**WHAT TO DO:** Return the whole listing below line for line, copying each one without any change.

**EXERCISE MATERIALS:**
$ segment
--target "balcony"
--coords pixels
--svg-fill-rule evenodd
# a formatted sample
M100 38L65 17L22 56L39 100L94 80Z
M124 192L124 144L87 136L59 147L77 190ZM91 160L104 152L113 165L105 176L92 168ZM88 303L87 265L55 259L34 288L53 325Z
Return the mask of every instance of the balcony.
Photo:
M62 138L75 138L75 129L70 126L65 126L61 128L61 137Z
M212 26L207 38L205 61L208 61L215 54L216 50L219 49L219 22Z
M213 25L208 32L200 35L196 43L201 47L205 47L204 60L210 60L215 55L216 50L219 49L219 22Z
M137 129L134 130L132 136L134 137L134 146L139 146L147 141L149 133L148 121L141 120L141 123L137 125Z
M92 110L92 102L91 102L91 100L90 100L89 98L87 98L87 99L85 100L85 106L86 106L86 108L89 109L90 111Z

**SOLUTION:**
$ segment
--target "balcony"
--coords pixels
--svg-fill-rule evenodd
# a formatted sample
M100 38L65 17L22 56L39 100L94 80Z
M124 192L124 144L87 136L59 147L77 190ZM91 160L104 152L113 165L105 176L92 168ZM88 303L87 265L55 259L34 288L53 325Z
Return the mask of every instance of the balcony.
Photo:
M62 138L75 138L75 129L70 126L65 126L61 128L61 137Z
M212 26L207 38L205 61L208 61L215 54L216 50L219 49L219 22Z
M213 25L208 32L200 35L196 43L201 47L205 47L204 60L210 60L215 55L216 50L219 49L219 22Z
M137 129L134 130L132 136L134 137L134 146L139 146L147 141L149 133L148 121L141 120L141 123L137 125Z
M92 110L92 102L91 102L91 100L90 100L89 98L87 98L87 99L85 100L85 106L86 106L86 108L89 109L90 111Z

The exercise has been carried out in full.